TASK TO CARRY OUT: Reproduce the Nessebur passage word for word, from "In the ideal" to "facing the sea.".

SOURCE:
───
The St. Stefan Church or the so-called New Bishops Residence was built in 10th century, too, and is situated in the vicinity of the harbour. It is three-nave. The exterior decoration is so picturesque that it marked the beginning of the future typical style of Nessebur expressed in the construction and decoration of churches of later times. The facade of the church is ornamented with built-in meanders of glazed ceramic figures of different colours, maiolicas and enamelled tiles that at the same time adorn and distinguish the architectural components. The main frescoes here were painted in 14th-15th centuries. The bishops throne and the altar were made of wood later in 17th century.

The subsequent picturesque style was best illustrated in the St. Todor Church; however only two facades have been preserved in their initial style. Today it has been restored, but the preserved decoration elements are unique in shape, colour, and variety of component combination. The St. Paraskeva Church was built in the same style. It is a small one-nave church. The ornaments match the architectonics of the building in a most natural way. Consoles with tiny arches slightly support the upper part of the dome and resemble childrens sandcastle. The St. St. Archangels Michail and Gavrail Church used to have a dome; its remains evidence of an interesting project and excellent performance. The restoration enables the tourists see the architectural conception in the typical picturesque style.

In the ideal centre of the town itself is the Pantocrator Church with domes on a rectangular foundation. The St. Yoan Aliturgetos Church is considered to be the most beautiful one perched high above the harbour. It has three naves and the decoration of the facades is of unique beauty, particularly the eastern one facing the sea.

The remains of many parts of fortress walls have been found as well as the square turret, the round turret, a large part of the authentic medieval street pavement, and some of the Roman and Greek pavements, fortifications of different times and epochs, remains of administrative and other kinds of buildings. In spite of its small size the town is ever surprising tourists with the antiquities appearing all over the place.

During the Turkish rule only one church was built in 17th century the St. Spas Church. The typical houses of Nessebur built in the unique style of 16th-19th centuries are interesting architectural monuments. So are the houses of Diamanti and that of Panayot Mouskoyani, which hosts an ethnographic exhibition, and that of Captain Pavel. The whole ensemble of the old quarters of Nessebur shows remarkable taste and mastership in the construction of houses, stone walls, and streets. The Turkish bath and the windmill at the beginning of the causeway are of particular interest.
───
RECORD LIST:
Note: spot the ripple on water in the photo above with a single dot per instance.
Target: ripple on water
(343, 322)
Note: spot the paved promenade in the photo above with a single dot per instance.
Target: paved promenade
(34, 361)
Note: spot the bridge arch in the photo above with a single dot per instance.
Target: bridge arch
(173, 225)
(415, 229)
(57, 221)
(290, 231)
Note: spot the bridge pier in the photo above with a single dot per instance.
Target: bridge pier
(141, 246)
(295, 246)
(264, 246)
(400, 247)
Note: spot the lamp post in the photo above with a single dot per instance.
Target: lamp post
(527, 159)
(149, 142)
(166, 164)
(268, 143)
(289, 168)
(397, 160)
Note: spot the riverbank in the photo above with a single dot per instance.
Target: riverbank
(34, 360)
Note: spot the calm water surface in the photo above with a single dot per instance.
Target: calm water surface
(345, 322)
───
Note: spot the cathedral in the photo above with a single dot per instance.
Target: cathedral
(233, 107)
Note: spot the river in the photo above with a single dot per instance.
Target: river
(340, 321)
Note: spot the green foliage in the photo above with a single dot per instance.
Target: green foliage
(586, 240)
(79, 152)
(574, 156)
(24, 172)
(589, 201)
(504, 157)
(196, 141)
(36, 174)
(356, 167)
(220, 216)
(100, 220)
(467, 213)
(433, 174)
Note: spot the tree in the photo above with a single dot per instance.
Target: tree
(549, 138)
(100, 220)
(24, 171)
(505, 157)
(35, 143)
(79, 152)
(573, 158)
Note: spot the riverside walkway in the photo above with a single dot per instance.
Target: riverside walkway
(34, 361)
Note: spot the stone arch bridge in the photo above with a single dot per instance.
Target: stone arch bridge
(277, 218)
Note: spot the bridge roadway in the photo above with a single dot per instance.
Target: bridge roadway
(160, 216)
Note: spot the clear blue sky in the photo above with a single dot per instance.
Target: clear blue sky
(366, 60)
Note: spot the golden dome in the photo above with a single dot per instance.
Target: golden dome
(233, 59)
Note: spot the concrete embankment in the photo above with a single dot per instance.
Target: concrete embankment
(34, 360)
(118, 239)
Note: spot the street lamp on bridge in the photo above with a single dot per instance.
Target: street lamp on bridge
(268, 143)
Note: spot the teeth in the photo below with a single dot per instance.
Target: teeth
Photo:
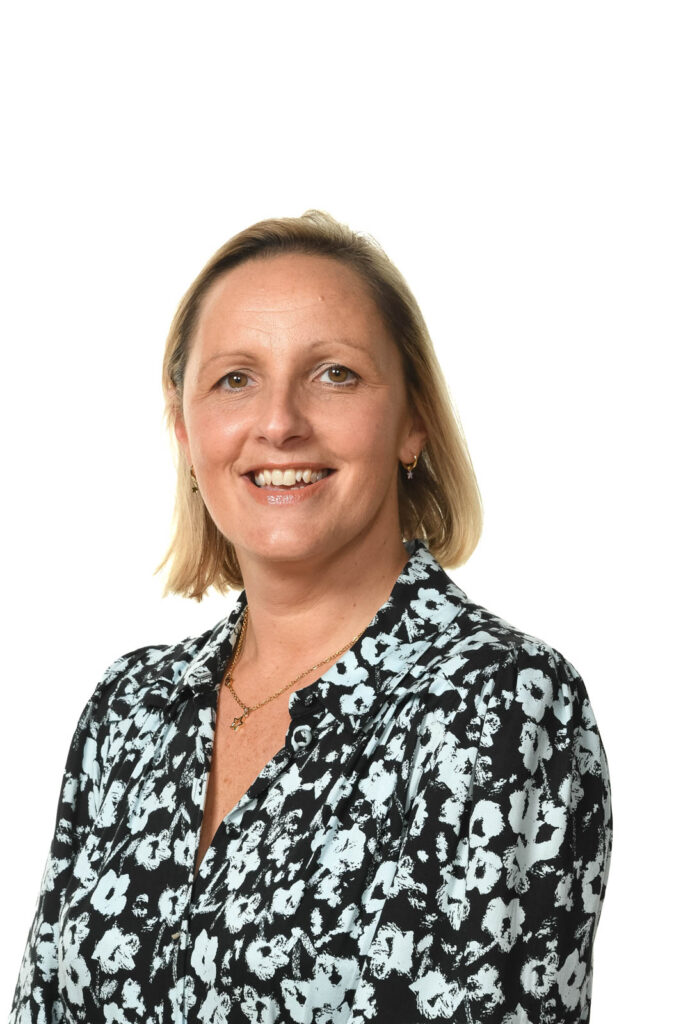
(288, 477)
───
RESULT OF THE EXERCISE:
In the ideal centre of the town itself is the Pantocrator Church with domes on a rectangular foundation. The St. Yoan Aliturgetos Church is considered to be the most beautiful one perched high above the harbour. It has three naves and the decoration of the facades is of unique beauty, particularly the eastern one facing the sea.